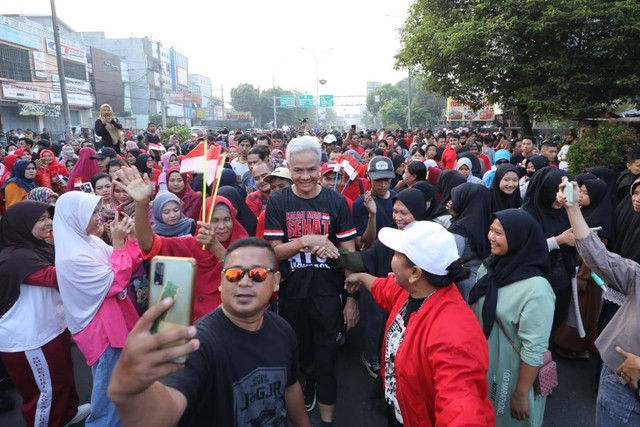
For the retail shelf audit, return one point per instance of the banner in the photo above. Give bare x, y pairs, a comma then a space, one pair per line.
14, 91
462, 112
32, 109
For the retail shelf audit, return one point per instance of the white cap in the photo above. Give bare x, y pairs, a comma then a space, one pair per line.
427, 244
330, 139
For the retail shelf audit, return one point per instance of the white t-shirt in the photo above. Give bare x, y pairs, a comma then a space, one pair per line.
36, 318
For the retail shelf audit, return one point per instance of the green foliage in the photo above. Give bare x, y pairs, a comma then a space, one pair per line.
606, 145
567, 57
182, 132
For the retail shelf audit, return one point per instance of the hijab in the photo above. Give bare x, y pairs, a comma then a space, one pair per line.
243, 213
17, 176
472, 203
181, 228
83, 261
599, 213
628, 226
429, 192
527, 256
501, 200
21, 254
415, 202
41, 194
541, 194
447, 181
85, 168
191, 200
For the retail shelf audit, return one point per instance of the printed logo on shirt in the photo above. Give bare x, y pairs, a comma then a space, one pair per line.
259, 398
301, 223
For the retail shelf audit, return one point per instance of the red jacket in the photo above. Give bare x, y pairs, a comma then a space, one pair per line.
441, 364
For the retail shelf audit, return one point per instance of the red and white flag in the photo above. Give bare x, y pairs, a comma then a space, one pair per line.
195, 162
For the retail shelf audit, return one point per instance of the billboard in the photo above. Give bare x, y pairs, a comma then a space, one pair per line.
462, 112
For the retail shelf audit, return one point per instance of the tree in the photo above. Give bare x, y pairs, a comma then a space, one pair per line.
569, 58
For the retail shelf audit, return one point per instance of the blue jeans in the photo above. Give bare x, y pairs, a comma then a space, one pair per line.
617, 404
103, 411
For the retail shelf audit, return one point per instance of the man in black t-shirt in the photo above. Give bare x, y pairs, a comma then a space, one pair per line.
304, 224
243, 361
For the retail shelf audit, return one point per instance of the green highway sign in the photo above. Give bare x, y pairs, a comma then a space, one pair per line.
326, 100
287, 101
305, 100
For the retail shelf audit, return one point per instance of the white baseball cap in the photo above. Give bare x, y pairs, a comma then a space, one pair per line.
427, 244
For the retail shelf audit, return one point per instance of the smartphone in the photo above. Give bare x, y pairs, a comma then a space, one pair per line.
172, 277
119, 212
568, 191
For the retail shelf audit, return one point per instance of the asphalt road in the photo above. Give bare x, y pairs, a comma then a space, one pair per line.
359, 397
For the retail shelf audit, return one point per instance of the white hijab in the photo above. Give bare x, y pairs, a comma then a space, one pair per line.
83, 263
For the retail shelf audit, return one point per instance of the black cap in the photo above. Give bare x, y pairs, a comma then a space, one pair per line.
105, 152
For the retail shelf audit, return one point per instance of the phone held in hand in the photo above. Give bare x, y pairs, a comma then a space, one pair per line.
568, 191
172, 277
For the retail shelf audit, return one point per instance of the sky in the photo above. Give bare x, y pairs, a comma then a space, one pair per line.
255, 41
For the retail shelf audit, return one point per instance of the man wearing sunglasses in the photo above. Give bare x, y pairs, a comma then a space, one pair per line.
243, 360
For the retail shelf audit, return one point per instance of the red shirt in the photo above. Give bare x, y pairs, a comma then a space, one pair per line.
442, 362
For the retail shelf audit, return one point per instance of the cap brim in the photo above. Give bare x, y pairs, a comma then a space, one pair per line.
392, 238
381, 175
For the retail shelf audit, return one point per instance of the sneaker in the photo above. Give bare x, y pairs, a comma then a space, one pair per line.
373, 368
83, 412
310, 395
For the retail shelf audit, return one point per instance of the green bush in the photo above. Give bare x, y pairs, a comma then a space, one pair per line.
182, 132
606, 145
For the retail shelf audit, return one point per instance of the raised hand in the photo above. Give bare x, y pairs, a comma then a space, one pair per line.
138, 187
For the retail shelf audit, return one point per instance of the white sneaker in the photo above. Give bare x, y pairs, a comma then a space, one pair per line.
83, 412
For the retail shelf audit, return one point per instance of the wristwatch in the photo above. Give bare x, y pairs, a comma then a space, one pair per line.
354, 295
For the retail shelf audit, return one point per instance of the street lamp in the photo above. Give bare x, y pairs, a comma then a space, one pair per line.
318, 80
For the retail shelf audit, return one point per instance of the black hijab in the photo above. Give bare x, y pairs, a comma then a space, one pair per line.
628, 227
472, 203
541, 194
244, 214
599, 212
499, 199
21, 254
447, 181
527, 256
429, 192
413, 199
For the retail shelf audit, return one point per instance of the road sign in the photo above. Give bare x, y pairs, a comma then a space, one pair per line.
305, 100
326, 100
287, 101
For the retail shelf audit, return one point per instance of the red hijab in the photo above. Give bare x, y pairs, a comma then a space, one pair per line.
85, 168
191, 200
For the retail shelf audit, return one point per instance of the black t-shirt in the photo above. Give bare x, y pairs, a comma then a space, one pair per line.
290, 217
238, 377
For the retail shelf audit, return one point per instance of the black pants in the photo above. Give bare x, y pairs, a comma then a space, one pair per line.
316, 321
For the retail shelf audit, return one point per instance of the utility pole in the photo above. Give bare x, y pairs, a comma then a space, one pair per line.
63, 82
275, 114
163, 104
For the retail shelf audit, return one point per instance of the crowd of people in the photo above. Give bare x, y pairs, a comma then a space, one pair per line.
465, 256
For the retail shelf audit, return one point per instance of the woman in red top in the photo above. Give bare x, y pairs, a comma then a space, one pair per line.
222, 230
50, 171
435, 356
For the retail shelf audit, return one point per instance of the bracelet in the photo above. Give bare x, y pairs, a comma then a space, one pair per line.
355, 295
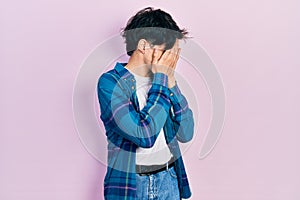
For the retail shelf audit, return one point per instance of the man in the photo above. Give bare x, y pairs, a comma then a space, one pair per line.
= = = =
* **About this task**:
The preceding listing must be repeated exactly, with all images dropped.

* **Task solution**:
For the retail shelf audit, return one point per instance of the banner in the photo above. Give bare x, y pairs, a comma then a space, one pair per line.
14, 91
462, 112
32, 109
For the retail shelf audit, return one point per instance of the white cap in the photo above. Give bare x, y pairs, a comma then a space, one pair per line.
427, 244
330, 139
For the retail shelf audit, return one point per instance of the white t-shirt in the photo above. Give bare x, y pairs, a comma then a space, one pair per line.
36, 318
For the retail shelf audit, return one point per instance of the green foliage in the photo above. Give bare x, y pairs, a comma then a space, one pair per line.
606, 145
567, 57
182, 132
For the retail shelf audit, return one point per instance of the hijab in the photo above. Give bare x, y pairs, a comma then a space, one pair per line.
243, 213
17, 176
472, 203
181, 228
83, 261
599, 213
628, 226
429, 192
527, 256
501, 200
21, 254
415, 202
41, 194
541, 194
447, 181
85, 168
191, 200
For the retail shelf audit, return one point per instance of the printed logo on shirt in the photo above. Give bare x, y pairs, a comma then a space, one pair per line.
259, 398
301, 223
For the retail shelf audit, return one point per instance of the red jacket in the photo above. Give bare x, y pairs, a comma then a space, one pair per line.
441, 364
For the retail shelf audit, return one point per instance of the red and white flag in the photo above. Give bare x, y pairs, a comma then a space, one pair per line.
195, 162
For the retail shelf audit, return one point per instance of the billboard in the photo above. Give bare x, y pairs, a comma then a space, one pair per line.
462, 112
For the retail shelf audit, return one point per instance of the tree in the photo above. Give bare x, y pairs, a comma then a space, one pair per line.
569, 58
For the retail shelf audit, return one point per instance of the blue jeans in the photo above. Give bare x, y pairs, a comma then a space, one pair per line.
617, 404
103, 411
For the retail shelf audit, return one point per instance of the man in black t-shirt in the photo above. Give bare x, y pairs, a comma then a space, one pair per line.
304, 224
243, 361
For the retail shelf audit, return one point per instance of the green highway sign in the photo above. Give bare x, y pairs, a comma then a space, one pair per line.
326, 100
287, 101
305, 100
For the retail shelf audit, return one point per instance of the white baseball cap in the photo above. Give bare x, y pairs, a comma then a space, one pair per line.
427, 244
For the retail shelf audit, return one point per instance of the smartphone in the photo above. Give bare x, y pairs, a comma then a space, one pair per line.
172, 277
119, 212
568, 191
For the retail shelf audit, return one point per instance of the asphalt road in the photo above. Give bare x, y pairs, a comma then a space, one pair per line.
359, 397
For the retail shelf audit, return one point per instance of the white hijab in the photo above. Give bare x, y pairs, a comma then a space, one pair per line.
83, 263
For the retail shelf audit, return one point per instance of the black cap in the photo above. Give bare x, y pairs, a comma then a space, one pair per line.
105, 152
For the retail shelf audit, return one point per instance of the phone held in hand in the photo above. Give bare x, y pairs, a comma then a space, one pair per line.
568, 191
172, 277
For the retail shelf audit, return one point per instance of the sky in the photo above. Give bare x, y pairs, a comma then a space, one pair per line.
255, 41
For the retail shelf audit, return one point per instance of the man wearing sunglasses in the photo above. Give bare x, y pairs, a comma then a space, one pair per line.
243, 360
For the retail shelf audit, return one point per instance of the red shirt in the photo above. Give bare x, y pairs, a comma then a space, one pair per line.
442, 362
For the retail shelf audit, return one point per instance of the cap brim in the photo above. Give bare x, y pairs, a comma then a space, one pair per line.
392, 238
381, 175
For the retail shelf audit, return one point per instance of the sneaker in the photo above. Give bare x, y pairs, a comma then a space, one pair per line.
373, 368
83, 412
310, 395
For the retail shelf audit, return one point per instance of the green bush in the photo above. Give bare x, y pairs, a comma then a space, one pair per line.
182, 132
606, 145
For the retail shelf audit, return one point per instance of the raised hand in the photo above. Give bare x, y pairs, a comma then a space, one pair per line.
138, 187
For the retail shelf audit, return one point per instance of the white sneaker in the photo above. Give bare x, y pairs, a comma then a space, one pair per line.
83, 412
For the retail shelf audit, return one point per instance of the wristwatch in the photo above. Give bare x, y pairs, a comma then a space, one pair per line.
354, 295
For the retail shelf audit, return one point per instance of the street lamp in the photo above. Give bare x, y pairs, a comma then a space, one pair per line.
318, 80
For the retail shelf audit, return one point per instance of the black hijab in the photo above. Give bare x, y pairs, a comma then a space, one pair per line.
628, 227
472, 203
541, 194
244, 214
599, 212
499, 199
21, 254
447, 181
527, 256
429, 192
413, 199
For the retail shelf audit, return one point per instance of the road sign in the photo above. Give bare x, y pairs, a comma then a space, one pair per line.
305, 100
326, 100
287, 101
For the retail shelf audit, return one point per instance of the red hijab in the photo above. Give bare x, y pairs, a comma then a space, one pair per line.
85, 168
191, 200
For the retail shelf audit, return one point per instance of the black t-shirt in the photo above. Give bare x, y pairs, a comma then a space, one pair per line.
290, 217
238, 377
For the retail shelf audit, return one point per instance of the black pants in the photo above. Give bare x, y pairs, a comma then a space, one pair per line.
316, 321
For the retail shelf audit, return one point per instance of the utility pole in the photo above. Give bare x, y pairs, a comma then a space, one pair per line.
63, 82
275, 114
163, 104
For the retail shelf audit, return one point per instance of the crowd of people in the photo above. Give bare x, y pairs, a comma then a space, one pair per line.
465, 256
For the retail shelf audit, return one point per instance of the woman in red top in the photo above. Give bare x, y pairs, a comma then a space, one pair per line.
222, 230
50, 171
435, 356
For the retail shelf audit, return one point per instance of the bracelet in the photo above. Give bare x, y pairs, a comma then a space, one pair per line.
355, 295
For the retail shelf audit, return one point per instance of the man in the photo above. Give bare x, y pairs, a comma then a space, one pair per line.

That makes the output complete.